_DATA RECORDS_:
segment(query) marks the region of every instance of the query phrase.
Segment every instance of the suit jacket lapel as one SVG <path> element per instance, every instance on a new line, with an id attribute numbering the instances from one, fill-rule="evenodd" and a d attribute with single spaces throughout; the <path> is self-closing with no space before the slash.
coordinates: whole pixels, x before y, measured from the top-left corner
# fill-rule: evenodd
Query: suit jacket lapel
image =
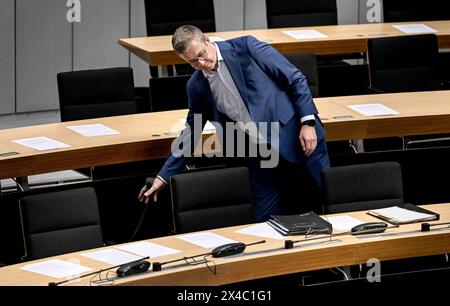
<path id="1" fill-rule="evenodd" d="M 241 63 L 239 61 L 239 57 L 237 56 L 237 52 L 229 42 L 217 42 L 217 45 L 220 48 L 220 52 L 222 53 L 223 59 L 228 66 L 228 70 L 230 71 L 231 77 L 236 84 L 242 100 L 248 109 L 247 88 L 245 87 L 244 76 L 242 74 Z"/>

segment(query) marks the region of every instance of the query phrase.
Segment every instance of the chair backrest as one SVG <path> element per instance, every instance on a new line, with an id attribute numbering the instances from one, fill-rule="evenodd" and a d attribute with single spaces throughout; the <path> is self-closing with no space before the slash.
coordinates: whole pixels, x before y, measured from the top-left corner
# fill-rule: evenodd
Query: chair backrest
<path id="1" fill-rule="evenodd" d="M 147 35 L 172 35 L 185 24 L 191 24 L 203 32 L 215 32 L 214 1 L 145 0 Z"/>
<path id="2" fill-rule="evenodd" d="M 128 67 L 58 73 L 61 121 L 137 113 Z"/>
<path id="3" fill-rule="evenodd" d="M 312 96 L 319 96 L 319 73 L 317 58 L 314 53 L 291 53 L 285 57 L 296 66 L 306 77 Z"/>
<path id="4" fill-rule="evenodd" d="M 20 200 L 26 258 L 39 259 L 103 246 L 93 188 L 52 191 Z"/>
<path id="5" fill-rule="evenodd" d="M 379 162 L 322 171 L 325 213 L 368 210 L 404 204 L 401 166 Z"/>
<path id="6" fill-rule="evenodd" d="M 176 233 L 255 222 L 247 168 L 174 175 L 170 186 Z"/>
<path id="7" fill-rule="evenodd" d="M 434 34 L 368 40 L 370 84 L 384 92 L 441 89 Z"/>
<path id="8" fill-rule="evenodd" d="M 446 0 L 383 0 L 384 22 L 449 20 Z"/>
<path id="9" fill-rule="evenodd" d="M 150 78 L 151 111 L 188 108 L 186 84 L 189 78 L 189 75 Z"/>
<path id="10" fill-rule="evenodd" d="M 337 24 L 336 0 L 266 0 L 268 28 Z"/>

* * *

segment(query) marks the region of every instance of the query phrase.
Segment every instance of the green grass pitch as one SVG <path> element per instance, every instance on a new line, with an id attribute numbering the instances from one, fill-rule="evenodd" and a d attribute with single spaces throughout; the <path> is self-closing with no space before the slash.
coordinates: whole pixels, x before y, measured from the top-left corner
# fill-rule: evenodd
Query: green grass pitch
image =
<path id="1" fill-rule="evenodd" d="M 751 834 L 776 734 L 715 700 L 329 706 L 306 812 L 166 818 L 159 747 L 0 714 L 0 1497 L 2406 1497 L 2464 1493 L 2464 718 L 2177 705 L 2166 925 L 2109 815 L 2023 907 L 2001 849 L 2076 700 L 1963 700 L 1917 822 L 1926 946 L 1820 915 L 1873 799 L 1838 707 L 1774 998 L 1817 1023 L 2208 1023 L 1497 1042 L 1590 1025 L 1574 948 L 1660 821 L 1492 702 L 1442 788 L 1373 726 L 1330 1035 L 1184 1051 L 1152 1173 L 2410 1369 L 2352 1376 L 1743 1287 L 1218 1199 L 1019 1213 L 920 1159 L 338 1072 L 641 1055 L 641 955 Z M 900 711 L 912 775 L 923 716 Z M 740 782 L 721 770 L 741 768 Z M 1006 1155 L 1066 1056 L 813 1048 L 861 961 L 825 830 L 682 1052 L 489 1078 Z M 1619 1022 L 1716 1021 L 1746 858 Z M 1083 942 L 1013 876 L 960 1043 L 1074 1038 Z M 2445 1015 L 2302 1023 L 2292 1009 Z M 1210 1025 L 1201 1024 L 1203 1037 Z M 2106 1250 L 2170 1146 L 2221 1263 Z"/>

_WORK REQUEST_: State how many lines of the entries above include the word "single", offering no text other than the number.

_SOLUTION_: 3